SELECTED EXCERPT ->
╔══

Jean Rolin composes Savannah (2015) in a decidedly minor key, and the image of America that he provides therein is painted in muted, even melancholy, colors. The text follows a narrator closely resembling Rolin himself (so closely in fact that I shall call him “Rolin” in my account of the book), who performs what Freud called the “work of mourning,” retracing a visit to Georgia he had undertaken seven years previously with a close companion, “Kate,” who has since died. In Savannah, Jean Rolin exploits a mythology of America a bit different from the kinds we have noted thus far, one that wagers upon the belatedness of the American South, and upon the exoticism of that region, when seen in long focus by a European eye. Rolin is known for the way he puts exotic landscapes to work in his writing, whether it be that of the Congo in L’Explosion de la durite (The Explosion of the Radiator Hose, 2007), or that of the Australian Outback in Un chien mort après lui (A dead dog after him, 2009), or that of the Strait of Hormuz in Ormuz (2013). Here, however, many of the terms upon which Rolin relies in order to construct place and mood have been conveniently codified well before he puts them to use, by the writers of the Southern Gothic.

Among those latter figures, Flannery O’Connor is paramount, for it is she who interests Kate most particularly. Kate and Rolin had traveled to Milledgeville, “in deepest Georgia” as Rolin puts it (11), seven years prior to the narrative present of Savannah, in order better to understand O’Connor, with Kate filming more or less constantly along the way and in the town itself. Now, Rolin returns there in search of something that he never makes explicit. One might note however that such a return, in itself, is a familiar gesture in our cultural lexicon. People in mourning often do revisit places where they had been happy, even if (and perhaps especially if) they had not fully recognized their happiness at the time. What they seek may vary, but certain features are common to most of those quests: the topos of grief and the very process of grieving; the idea that one’s past happiness becomes ever more distant as one’s memory of that moment erodes; the paralyzing impression that whatever may happen now will necessarily be marked by the shadow of the past. Yet something else is going on in Savannah too, I think, something beyond a remembrance of things past. For Jean Rolin could just as easily have situated his book in France, after all, in a landscape far more familiar to him and to his French readers. That he should choose the American South suggests that there is something about that place that he finds particularly intriguing, something closely suited to the expressive needs that animate his project. I wonder if it might be possible to trace that “something” through the cultural commonplaces that Rolin puts on display in his book.

First and most obviously, Rolin insists upon images that invoke death and commemoration. Kate had wished to visit the Colonial Park Cemetery in Savannah, in order to include it in the film she was making. Rolin returns there, now of course in a very different frame of mind, attuned to that site in ways that he had not anticipated, noting details that had largely escaped him during his first visit. Among other cemeteries, Laurel Grove, also in Savannah, had also interested Kate, with its “lawns, scattered headstones, trees from which hung long beards of moss” (108-109); and Rolin returns there, too, visiting Hillcrest Cemetery, Catholic Cemetery, and Bonaventure Cemetery for good measure. That itinerary, and more particularly the account of that itinerary, serves to remind us that Savannah itself is a memorial of sorts. It is what the French call a tombeau, a tomb, a literary form serving to memorialize an individual who has died. The most famous of those tombeaux is perhaps Mallarmé’s sonnet, “The Tomb of Edgar Poe,” but there are many other examples of the genre; and it is a tradition that Rolin exploits massively.

╚══

Name each cemetery mentioned in the passage on Jean Rolin's Savannah. The listing is separate material, unconnected to the passage on Jean Rolin's Savannah.

DATASET RECORDS ->
╔══

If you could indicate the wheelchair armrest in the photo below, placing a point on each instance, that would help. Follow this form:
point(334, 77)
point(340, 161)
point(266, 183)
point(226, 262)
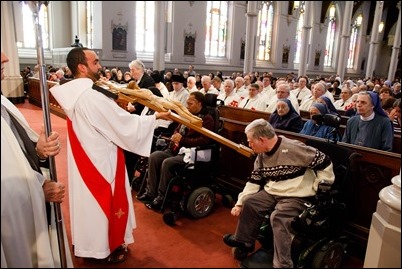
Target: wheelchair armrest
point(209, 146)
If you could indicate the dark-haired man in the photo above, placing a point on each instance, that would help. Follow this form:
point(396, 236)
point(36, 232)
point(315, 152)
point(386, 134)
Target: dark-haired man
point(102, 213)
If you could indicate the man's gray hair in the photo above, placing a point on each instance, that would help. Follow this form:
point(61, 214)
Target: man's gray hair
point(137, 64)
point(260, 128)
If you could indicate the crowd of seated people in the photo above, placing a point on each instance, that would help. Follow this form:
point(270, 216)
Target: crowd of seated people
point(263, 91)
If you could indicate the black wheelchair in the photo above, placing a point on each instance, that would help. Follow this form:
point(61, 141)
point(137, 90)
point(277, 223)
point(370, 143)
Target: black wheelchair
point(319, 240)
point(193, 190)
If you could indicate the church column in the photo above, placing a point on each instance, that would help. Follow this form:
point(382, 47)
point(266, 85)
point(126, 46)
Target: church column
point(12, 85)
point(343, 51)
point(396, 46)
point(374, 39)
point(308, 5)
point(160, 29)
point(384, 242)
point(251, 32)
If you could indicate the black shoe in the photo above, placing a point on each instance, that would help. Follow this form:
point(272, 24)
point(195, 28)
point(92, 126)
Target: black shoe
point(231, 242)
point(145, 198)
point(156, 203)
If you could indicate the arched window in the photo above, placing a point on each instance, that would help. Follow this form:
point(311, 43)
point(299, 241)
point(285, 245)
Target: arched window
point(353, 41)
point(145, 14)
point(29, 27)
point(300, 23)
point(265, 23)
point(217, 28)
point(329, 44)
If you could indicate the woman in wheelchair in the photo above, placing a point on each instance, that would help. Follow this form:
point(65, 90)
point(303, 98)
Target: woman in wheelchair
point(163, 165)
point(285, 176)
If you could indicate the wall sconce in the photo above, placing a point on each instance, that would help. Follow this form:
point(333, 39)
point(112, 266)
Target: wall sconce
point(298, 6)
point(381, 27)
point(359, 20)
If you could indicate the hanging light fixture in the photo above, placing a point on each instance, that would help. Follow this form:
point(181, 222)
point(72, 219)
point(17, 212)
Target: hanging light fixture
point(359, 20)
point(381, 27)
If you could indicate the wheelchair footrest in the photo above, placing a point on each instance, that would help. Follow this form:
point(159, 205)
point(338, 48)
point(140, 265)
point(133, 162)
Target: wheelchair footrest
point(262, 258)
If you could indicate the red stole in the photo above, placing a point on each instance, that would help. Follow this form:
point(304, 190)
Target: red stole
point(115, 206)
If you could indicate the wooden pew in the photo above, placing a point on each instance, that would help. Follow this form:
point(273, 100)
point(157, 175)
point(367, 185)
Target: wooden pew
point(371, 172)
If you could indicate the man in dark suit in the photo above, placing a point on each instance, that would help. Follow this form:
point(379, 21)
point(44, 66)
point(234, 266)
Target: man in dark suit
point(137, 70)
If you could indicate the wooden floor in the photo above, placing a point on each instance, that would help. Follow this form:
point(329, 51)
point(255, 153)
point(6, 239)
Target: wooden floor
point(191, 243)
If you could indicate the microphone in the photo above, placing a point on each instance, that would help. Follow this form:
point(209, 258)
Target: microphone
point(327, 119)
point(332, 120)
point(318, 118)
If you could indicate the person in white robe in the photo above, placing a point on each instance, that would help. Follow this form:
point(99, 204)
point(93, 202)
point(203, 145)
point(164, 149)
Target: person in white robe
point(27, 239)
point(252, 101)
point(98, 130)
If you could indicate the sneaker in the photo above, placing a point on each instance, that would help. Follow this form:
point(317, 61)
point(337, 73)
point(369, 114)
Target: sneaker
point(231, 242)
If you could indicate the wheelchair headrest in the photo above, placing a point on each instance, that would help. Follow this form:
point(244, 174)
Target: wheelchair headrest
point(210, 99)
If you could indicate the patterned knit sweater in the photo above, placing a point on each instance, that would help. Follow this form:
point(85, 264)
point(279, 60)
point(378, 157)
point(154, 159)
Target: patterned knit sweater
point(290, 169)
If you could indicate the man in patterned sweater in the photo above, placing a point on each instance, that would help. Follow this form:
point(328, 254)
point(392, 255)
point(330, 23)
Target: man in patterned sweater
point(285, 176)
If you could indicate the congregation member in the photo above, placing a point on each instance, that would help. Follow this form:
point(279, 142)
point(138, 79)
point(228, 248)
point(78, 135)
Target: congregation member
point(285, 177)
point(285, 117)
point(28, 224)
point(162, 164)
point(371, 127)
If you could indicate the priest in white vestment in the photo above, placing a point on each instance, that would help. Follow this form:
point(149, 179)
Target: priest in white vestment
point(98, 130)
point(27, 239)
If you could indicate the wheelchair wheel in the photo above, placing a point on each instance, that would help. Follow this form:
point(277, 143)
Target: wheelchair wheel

╚══

PROBLEM SOLUTION ->
Colonial Park Cemetery, Laurel Grove, Hillcrest Cemetery, Catholic Cemetery, Bonaventure Cemetery